++++ Material for this exercise

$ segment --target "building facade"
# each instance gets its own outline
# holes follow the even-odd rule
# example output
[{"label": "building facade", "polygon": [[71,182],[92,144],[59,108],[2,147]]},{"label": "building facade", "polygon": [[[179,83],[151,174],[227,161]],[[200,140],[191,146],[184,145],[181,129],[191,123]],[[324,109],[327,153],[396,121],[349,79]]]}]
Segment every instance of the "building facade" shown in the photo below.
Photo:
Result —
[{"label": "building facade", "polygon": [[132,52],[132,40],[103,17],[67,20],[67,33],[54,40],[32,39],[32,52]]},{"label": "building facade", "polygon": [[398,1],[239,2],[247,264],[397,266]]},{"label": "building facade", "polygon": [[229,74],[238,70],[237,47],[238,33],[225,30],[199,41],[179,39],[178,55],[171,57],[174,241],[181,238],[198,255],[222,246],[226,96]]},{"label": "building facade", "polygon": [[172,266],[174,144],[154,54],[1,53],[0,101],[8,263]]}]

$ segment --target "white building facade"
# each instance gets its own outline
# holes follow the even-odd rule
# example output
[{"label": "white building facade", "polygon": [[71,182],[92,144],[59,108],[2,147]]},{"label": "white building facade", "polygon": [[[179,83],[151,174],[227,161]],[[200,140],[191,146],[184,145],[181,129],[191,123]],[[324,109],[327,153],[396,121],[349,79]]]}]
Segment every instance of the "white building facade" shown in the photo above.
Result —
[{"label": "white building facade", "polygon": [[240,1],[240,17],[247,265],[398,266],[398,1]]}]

++++++++

» Work request
The response must contain exactly the lines from the one with "the photo above." to the end of the entries above, both included, and nothing more.

» Task response
Segment every instance of the "white building facade" shown in the photo above.
Result —
[{"label": "white building facade", "polygon": [[240,1],[240,17],[247,265],[398,266],[398,1]]}]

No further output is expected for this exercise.